[Location identification entries]
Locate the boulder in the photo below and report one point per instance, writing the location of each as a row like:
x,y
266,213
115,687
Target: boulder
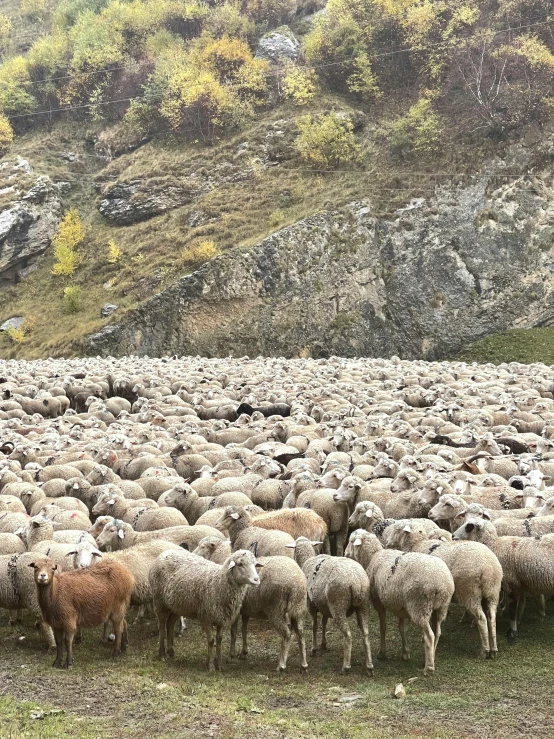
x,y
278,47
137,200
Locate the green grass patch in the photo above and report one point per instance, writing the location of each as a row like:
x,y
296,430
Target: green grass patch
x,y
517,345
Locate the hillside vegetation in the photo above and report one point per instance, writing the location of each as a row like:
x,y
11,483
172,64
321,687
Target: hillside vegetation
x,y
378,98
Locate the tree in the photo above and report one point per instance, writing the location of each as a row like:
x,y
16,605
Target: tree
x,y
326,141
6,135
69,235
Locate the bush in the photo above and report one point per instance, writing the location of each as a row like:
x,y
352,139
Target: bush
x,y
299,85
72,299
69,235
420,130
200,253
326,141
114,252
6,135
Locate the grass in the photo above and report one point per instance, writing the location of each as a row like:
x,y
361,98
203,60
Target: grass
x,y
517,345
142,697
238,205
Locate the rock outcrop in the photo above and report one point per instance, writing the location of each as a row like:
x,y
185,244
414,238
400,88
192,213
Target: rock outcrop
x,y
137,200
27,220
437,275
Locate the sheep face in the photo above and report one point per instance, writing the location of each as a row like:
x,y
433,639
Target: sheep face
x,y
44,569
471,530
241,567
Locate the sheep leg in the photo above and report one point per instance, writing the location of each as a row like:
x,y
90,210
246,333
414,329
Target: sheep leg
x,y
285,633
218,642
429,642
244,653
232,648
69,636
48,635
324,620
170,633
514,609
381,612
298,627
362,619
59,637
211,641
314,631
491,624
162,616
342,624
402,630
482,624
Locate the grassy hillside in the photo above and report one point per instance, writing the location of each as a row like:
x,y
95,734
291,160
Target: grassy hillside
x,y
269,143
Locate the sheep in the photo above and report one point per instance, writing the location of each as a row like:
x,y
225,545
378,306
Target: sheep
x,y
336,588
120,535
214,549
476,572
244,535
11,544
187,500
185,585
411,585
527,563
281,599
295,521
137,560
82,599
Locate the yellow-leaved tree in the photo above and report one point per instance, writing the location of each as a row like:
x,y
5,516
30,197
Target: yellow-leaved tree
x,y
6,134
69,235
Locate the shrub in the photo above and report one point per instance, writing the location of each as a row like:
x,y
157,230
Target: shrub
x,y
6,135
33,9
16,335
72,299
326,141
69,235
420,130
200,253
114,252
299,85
---
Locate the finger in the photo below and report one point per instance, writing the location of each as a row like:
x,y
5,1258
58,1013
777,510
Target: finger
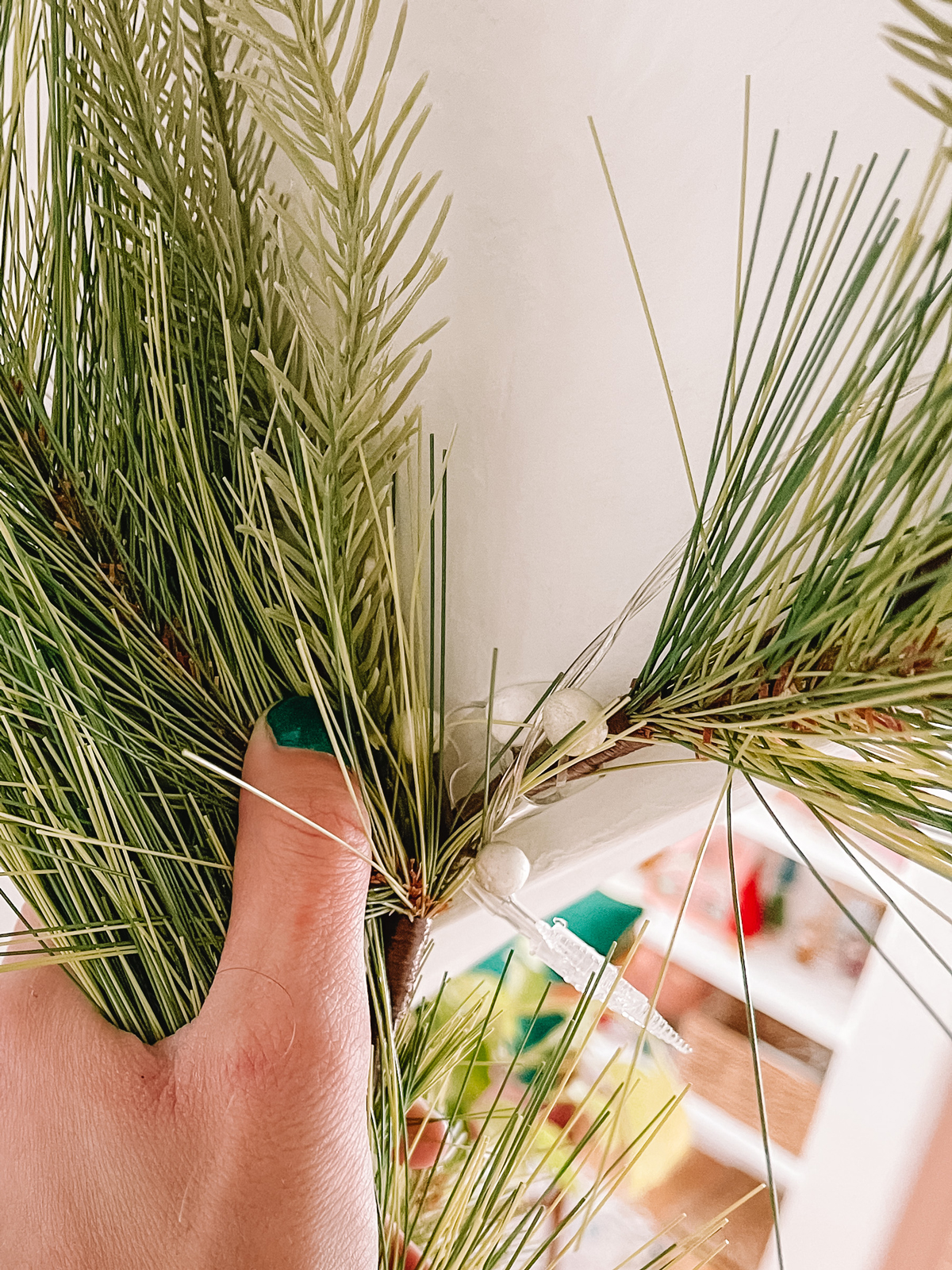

#### [Description of the task]
State how many lines of the listing contain the string "patch", matching case exactly. Give only the number.

#### [Response]
2